Count the lines below that contain the string "before", with case taken into account. Reply with the number alone.

──────── Task inputs

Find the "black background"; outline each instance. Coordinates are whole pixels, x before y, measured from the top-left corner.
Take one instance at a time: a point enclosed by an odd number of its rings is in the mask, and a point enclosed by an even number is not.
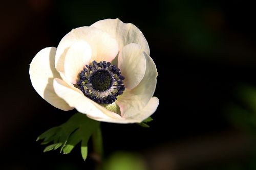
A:
[[[65,122],[75,111],[58,110],[41,99],[31,85],[29,68],[38,52],[56,47],[72,29],[108,18],[132,22],[143,33],[159,72],[155,95],[160,104],[150,128],[102,123],[106,155],[124,150],[147,157],[154,155],[151,149],[169,146],[177,150],[172,155],[175,162],[180,158],[177,155],[197,155],[183,147],[189,147],[191,140],[203,143],[205,136],[207,141],[217,138],[220,147],[217,148],[223,155],[225,136],[234,137],[228,140],[228,145],[238,141],[238,135],[247,135],[230,121],[226,109],[239,103],[240,85],[256,85],[255,8],[249,1],[27,0],[0,4],[3,169],[87,169],[86,166],[92,166],[90,158],[84,162],[78,148],[69,155],[42,153],[37,136]],[[206,148],[216,147],[210,143]],[[236,147],[244,143],[238,142],[233,153],[225,158],[210,155],[200,161],[199,157],[196,163],[177,163],[174,169],[206,169],[232,162],[244,167],[251,159],[246,151],[252,149],[238,153]],[[193,151],[204,151],[202,148]]]

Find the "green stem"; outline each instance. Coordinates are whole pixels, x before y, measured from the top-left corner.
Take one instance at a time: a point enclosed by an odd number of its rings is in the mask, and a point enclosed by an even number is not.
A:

────────────────

*Solution for this problem*: 2